### Set exercise
Turn every line of the items below into a JSON list of strings, one string per line, and skip any blank lines.

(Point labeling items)
------------------------------------

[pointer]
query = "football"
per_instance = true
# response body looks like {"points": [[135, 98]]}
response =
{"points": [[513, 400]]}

------------------------------------

### The completed task
[
  "[pointer]",
  "query = \"football\"",
  "per_instance = true",
  "# response body looks like {\"points\": [[135, 98]]}",
  "response =",
  "{\"points\": [[513, 400]]}"
]